THINGS TO DO
1) In the Dead Sea column, what is the title of the leadership manual that Andrew Blacknell co-authored?
2) Continue the Dead Sea column from where it stops.

EXTRACT TO READ
+++
Are you a ‘dead sea?’
(Sunday Nation, 31 January 2016)
One thing that’s great about social media is that it reconnects you with old friends. Andrew Blacknell and I have a shared history. We went into our first job together, straight out of university. We were fresh-faced junior management consultants in one of the big consulting practices of the time, in a big city. Those experiences are unforgettable, and Andrew and I have a shared history of laughter, blunders and achievements.
After launching my new website, it was a pleasure to find Andrew popping up. It was even more of a pleasure to note that he is now the co-author of a very good leadership manual – ‘Leaders’ Journal’ – which is a lively and entertaining read.
Coincidentally, I focus on leadership myself these days, and the page that leaped out at me was all about the Dead Sea. If you remember your geography, the Dead Sea is the lowest point on the earth’s surface – 427 metres below sea level. It is ten times saltier than the ocean, and therefore cannot sustain any fish or animal life. That’s how it gets its name.
Why is the Dead Sea dead? Because plenty of water flows in, but none can flow out. The lake is at the earth’s lowest surface point, so things only flow in. It gives out nothing.
Andrew and his co-authors turn this phenomenon into a telling metaphor for success in life. How many of us are ‘dead seas’ – we only receive, but never give out? As the authors put it, successful leadership requires ‘flow-through’ (letting knowledge percolate) and ‘flow-out’ (having an impact on others).
Indeed, many of us are dead seas. We take and take, and the key purpose of existence becomes to take even more. As we accumulate knowledge and accolades and riches just for ourselves, we become no more than toxic dumps. There are no outlets, and therefore no growth or meaning.
+++
DATASET EXTRACT
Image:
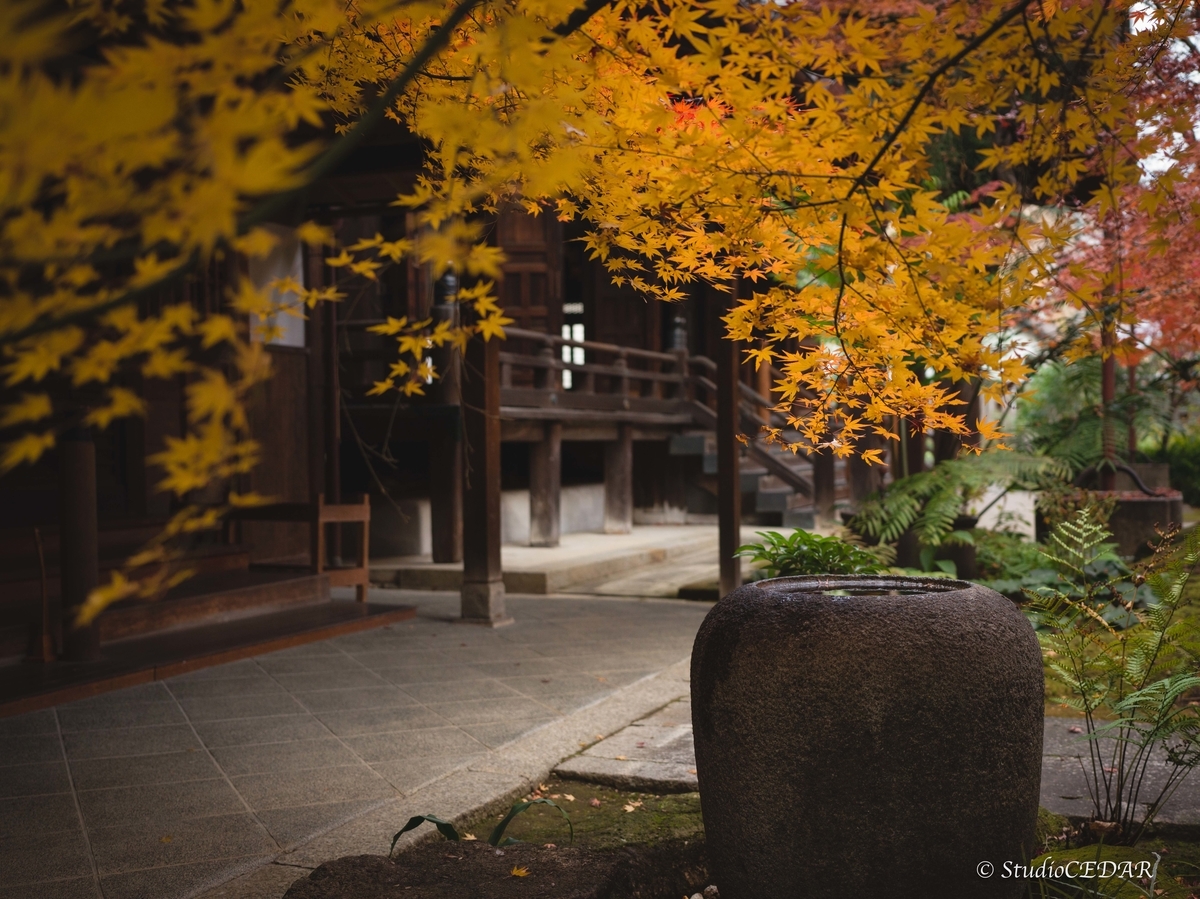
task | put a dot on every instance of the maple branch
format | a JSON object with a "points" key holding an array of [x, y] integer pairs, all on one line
{"points": [[930, 81], [341, 149], [324, 165]]}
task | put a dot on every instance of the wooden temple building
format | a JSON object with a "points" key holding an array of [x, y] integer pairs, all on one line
{"points": [[624, 407]]}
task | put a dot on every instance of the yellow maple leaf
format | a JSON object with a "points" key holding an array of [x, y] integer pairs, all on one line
{"points": [[493, 325], [27, 448], [31, 407], [121, 403]]}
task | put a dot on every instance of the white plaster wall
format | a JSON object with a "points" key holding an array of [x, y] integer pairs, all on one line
{"points": [[400, 532], [1014, 511], [408, 531], [581, 510]]}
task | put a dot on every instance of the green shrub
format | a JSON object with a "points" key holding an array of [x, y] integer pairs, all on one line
{"points": [[1128, 663], [805, 553], [1183, 455], [1005, 555]]}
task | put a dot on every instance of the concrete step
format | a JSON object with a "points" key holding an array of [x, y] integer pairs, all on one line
{"points": [[580, 558]]}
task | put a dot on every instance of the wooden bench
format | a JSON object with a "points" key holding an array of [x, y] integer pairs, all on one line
{"points": [[317, 515]]}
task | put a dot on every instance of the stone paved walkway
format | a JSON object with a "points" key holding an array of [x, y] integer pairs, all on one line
{"points": [[657, 754], [249, 773], [233, 781]]}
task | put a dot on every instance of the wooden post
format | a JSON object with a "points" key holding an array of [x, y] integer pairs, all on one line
{"points": [[315, 339], [618, 481], [78, 541], [729, 483], [825, 491], [1108, 399], [445, 449], [483, 581], [546, 486]]}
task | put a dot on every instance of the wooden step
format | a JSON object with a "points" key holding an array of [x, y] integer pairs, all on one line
{"points": [[28, 687], [214, 598], [21, 592]]}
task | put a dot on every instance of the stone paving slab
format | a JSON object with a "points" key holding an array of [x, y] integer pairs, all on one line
{"points": [[657, 755], [654, 754], [239, 778]]}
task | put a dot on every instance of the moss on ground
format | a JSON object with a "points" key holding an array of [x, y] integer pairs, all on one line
{"points": [[621, 817]]}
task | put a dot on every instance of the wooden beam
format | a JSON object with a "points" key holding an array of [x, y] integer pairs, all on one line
{"points": [[546, 486], [729, 483], [78, 541], [618, 483], [825, 491], [445, 450], [483, 582]]}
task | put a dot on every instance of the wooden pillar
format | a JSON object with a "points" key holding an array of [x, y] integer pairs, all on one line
{"points": [[729, 483], [78, 540], [483, 581], [1108, 399], [546, 486], [315, 339], [333, 427], [445, 449], [618, 481], [825, 491]]}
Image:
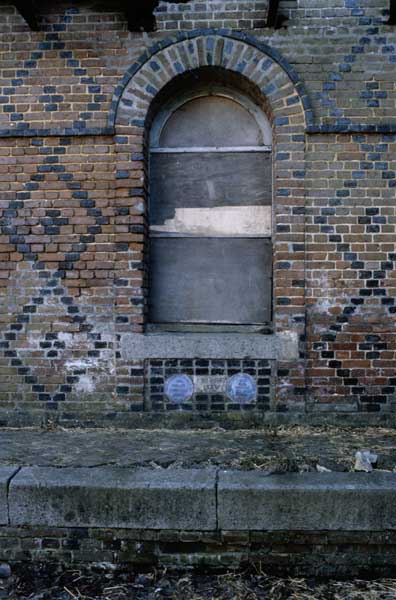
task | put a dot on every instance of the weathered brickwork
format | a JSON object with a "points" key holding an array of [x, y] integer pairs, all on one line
{"points": [[76, 102], [207, 397], [198, 14], [351, 263], [328, 554]]}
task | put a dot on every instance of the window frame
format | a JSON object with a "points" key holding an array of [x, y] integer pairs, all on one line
{"points": [[161, 119]]}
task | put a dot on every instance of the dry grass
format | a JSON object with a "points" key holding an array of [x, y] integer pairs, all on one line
{"points": [[45, 583]]}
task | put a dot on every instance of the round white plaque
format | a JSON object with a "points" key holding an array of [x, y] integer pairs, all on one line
{"points": [[241, 388], [179, 388]]}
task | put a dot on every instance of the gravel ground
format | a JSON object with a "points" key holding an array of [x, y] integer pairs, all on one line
{"points": [[49, 583], [280, 449]]}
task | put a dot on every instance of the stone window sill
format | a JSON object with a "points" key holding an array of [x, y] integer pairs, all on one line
{"points": [[136, 346]]}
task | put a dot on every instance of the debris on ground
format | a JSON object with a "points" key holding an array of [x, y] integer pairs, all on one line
{"points": [[298, 448], [364, 461], [53, 583]]}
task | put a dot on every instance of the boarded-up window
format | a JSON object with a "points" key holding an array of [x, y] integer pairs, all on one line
{"points": [[210, 214]]}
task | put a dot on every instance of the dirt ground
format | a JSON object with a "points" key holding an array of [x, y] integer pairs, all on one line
{"points": [[280, 449], [46, 583]]}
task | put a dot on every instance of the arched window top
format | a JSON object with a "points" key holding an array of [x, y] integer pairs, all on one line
{"points": [[214, 118]]}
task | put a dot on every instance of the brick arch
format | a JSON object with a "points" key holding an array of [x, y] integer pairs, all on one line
{"points": [[289, 107], [258, 62]]}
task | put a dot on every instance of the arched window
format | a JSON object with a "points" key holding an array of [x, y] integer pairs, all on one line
{"points": [[210, 212]]}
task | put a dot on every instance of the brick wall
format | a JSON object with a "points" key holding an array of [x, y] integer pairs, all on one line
{"points": [[333, 554], [75, 101]]}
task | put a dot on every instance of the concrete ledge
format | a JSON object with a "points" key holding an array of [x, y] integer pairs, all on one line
{"points": [[315, 502], [6, 474], [198, 500], [114, 497], [135, 346]]}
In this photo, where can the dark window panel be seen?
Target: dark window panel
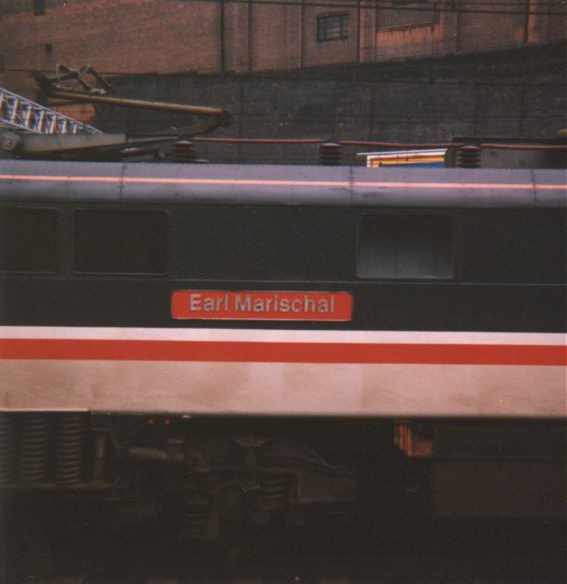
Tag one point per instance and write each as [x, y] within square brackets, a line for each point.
[273, 243]
[28, 240]
[405, 246]
[120, 242]
[515, 245]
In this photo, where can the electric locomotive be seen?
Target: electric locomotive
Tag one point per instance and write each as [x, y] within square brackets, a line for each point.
[250, 342]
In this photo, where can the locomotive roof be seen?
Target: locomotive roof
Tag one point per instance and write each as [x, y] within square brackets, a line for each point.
[281, 185]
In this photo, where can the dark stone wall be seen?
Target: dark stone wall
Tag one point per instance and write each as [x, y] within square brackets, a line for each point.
[520, 94]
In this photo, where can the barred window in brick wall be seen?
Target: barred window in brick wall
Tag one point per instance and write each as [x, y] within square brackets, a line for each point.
[332, 27]
[401, 15]
[38, 7]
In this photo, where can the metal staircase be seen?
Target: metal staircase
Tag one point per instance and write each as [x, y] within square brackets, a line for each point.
[20, 113]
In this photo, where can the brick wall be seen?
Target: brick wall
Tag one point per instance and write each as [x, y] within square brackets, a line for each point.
[117, 36]
[510, 94]
[167, 36]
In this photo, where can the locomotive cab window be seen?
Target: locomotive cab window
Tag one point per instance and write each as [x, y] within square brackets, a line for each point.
[405, 246]
[28, 240]
[120, 242]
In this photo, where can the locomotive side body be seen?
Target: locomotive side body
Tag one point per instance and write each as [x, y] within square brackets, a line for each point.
[245, 342]
[170, 291]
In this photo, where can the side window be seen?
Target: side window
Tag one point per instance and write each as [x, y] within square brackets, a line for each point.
[405, 246]
[28, 240]
[515, 245]
[120, 242]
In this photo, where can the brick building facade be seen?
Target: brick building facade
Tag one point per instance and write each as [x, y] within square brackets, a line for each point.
[218, 36]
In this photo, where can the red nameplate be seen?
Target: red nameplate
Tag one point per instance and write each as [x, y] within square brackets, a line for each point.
[261, 305]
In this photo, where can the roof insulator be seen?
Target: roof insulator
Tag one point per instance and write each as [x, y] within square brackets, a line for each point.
[329, 154]
[183, 151]
[468, 156]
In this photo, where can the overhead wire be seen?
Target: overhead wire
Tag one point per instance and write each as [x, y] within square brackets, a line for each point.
[378, 5]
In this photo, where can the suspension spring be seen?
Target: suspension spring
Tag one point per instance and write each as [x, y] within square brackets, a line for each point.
[275, 492]
[71, 433]
[34, 450]
[6, 448]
+++
EXPECTED OUTPUTS
1) Leaders' Journal

2)
One of the lessons I learned early in life is that success comes more from flows than from stocks. We fixate on stock-piling – more degrees, training programmes, certificates, bank accounts, cars, homes, acres, romantic conquests – to the detriment of significance.
I have never understood this. For me, money is always easy come, easy go. It will be frittered away or given away at a rate similar to which it comes in. Net worth for me is not in the size of the ‘hoard’, but in the experiences through which the hoard is formed. Too big a hoard is a sign of a failed life. It signifies an inveterate hoarder and a miser who is in love with the money more than with what the money can do.
It’s the same with knowledge. It should come out of us in the same way and with the same intensity with which it comes into us. My new website came from a personal commitment to stop hoarding the knowledge and insights of a lifetime, or reserving them for the moneyed elite. It turns some of the most important lessons I know into digital products that are just given away. No charge.
It’s something we should all ask ourselves: how often am I taking in, and how often am I giving out? If I’ve been blessed with better income than most, what am I doing with that luck? If I have acquired expertise and skills, what am I doing with that privilege? Too many of us are the walking dead – we sustain no one and nothing but ourselves and our inner circles. We are unhealthy, unwealthy and unwise.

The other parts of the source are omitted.